Exercise :: Since each line must match the original, copy out the records with no differences at all.

§ §

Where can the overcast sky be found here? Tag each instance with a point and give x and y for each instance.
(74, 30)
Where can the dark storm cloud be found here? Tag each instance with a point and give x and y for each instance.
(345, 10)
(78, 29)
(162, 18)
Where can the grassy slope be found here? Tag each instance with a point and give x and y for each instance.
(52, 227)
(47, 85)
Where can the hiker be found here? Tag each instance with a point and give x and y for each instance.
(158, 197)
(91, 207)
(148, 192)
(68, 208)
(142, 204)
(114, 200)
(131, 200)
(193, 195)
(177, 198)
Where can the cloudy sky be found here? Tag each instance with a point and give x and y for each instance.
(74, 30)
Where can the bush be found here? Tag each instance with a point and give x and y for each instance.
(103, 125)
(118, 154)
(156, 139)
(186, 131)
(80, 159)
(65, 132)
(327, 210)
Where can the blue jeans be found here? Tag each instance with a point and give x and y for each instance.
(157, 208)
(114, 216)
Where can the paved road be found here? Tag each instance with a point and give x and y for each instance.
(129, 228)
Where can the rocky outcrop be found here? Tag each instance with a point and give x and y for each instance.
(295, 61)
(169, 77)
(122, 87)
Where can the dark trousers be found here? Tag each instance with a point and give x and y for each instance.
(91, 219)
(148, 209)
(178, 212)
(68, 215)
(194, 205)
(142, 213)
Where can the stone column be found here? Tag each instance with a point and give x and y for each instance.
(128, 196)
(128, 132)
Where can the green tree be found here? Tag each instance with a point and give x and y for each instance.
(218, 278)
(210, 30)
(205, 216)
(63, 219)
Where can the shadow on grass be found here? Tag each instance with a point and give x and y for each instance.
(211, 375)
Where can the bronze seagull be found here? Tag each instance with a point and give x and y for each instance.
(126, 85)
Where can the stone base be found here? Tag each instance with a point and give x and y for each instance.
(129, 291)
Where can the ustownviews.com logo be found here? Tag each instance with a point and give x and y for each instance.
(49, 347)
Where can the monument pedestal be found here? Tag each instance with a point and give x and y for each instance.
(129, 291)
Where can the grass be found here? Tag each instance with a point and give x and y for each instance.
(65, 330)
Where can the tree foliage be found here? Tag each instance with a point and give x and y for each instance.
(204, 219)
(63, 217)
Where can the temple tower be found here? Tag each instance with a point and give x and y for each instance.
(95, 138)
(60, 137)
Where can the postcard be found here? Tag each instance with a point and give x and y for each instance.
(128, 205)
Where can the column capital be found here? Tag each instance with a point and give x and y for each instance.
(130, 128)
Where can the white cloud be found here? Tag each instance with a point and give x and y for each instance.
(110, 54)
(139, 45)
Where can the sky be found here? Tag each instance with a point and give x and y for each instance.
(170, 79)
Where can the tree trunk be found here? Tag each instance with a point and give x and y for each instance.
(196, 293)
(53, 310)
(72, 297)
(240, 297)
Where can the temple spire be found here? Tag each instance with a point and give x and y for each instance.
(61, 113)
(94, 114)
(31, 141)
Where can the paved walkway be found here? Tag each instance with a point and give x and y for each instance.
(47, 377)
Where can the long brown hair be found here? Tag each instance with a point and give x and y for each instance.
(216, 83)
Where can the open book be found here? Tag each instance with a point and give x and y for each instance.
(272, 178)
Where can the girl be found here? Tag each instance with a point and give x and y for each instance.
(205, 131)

§ §

Task solution ::
Where can the overcast sky be found here? Tag each instance with a point and give x and y for each instance.
(74, 30)
Where can the dark storm cloud be found here? Tag each instance with a point and give x and y for each instance.
(345, 10)
(78, 29)
(162, 18)
Where can the grassy slope be found here? Tag each instance with a point and give x and y for each instance.
(52, 227)
(47, 85)
Where can the hiker be found here? Tag each instance with a point and give x and y for each instance.
(158, 197)
(91, 207)
(148, 192)
(68, 208)
(142, 204)
(114, 200)
(131, 200)
(193, 195)
(177, 198)
Where can the cloudy sky be found here? Tag each instance with a point and give x and y for each instance.
(74, 30)
Where can the bush be found here? Tag each instance with a point and give x and y for each instance.
(103, 125)
(118, 154)
(156, 139)
(186, 131)
(80, 159)
(65, 132)
(327, 210)
Where can the blue jeans be found here? Tag each instance with a point and give x and y for each instance.
(157, 208)
(114, 216)
Where can the paved road be found here? Tag each instance with a point and give x and y for each instance.
(129, 228)
Where can the rocky outcrop be found here? Tag each instance with a point and give x and y for each instance.
(295, 61)
(169, 77)
(122, 87)
Where can the dark trousers be found here? Tag each instance with a point and give x and y for each instance.
(91, 219)
(148, 209)
(178, 212)
(68, 215)
(194, 205)
(142, 213)
Where can the stone column be found here? Tag each instance with a point and give x and y for each instance.
(128, 196)
(128, 132)
Where can the green tree be found here? Tag each instance with a point and give x and y for each instance.
(218, 278)
(210, 30)
(205, 216)
(63, 219)
Where can the shadow on grass be found here? Tag each instance with a point and give x and y for each instance.
(211, 375)
Where can the bronze seagull be found here? Tag each instance with a point and give x and y for each instance.
(126, 85)
Where can the stone base be found here? Tag each instance with a point and give x and y for each instance.
(129, 291)
Where can the ustownviews.com logo be found here? Tag each instance with a point and give x and y for each instance.
(49, 347)
Where can the monument pedestal be found here? Tag each instance with a point and give x and y for each instance.
(129, 291)
Where can the grass be found here? Tag each instance with a point and give x and y for each instance.
(65, 330)
Where can the tree foliage be found here? Tag each instance with a point and give x and y for each instance.
(204, 219)
(63, 217)
Where can the temple tower be found here? Tag each instance with a point and give x and y for each instance.
(95, 138)
(60, 137)
Where can the postcard be found here? Tag each instance with a point and give x and y for each instance.
(128, 205)
Where can the column capital be found here? Tag each instance with a point and give x and y for each instance.
(130, 128)
Where can the white cloud be found here? Tag each instance with a point and give x and y for each instance.
(110, 54)
(139, 45)
Where can the sky be found here? Tag each instance with a point and give x and y for each instance.
(170, 79)
Where can the tree trunk be found here? Tag each instance with a point and give x and y for each instance.
(196, 293)
(53, 310)
(72, 297)
(240, 297)
Where can the temple spire be found here? Tag each instance with a point and give x and y for each instance.
(61, 113)
(94, 114)
(31, 141)
Where can the paved walkway be found here? Tag each instance with a point and give x and y for each instance.
(47, 377)
Where can the long brown hair be found here? Tag each instance with a point and give x and y for each instance.
(216, 83)
Where can the open book be found here? Tag each instance with a point and give x and y for each instance.
(272, 178)
Where can the girl be found here? Tag each instance with a point and give x and y for each instance.
(205, 131)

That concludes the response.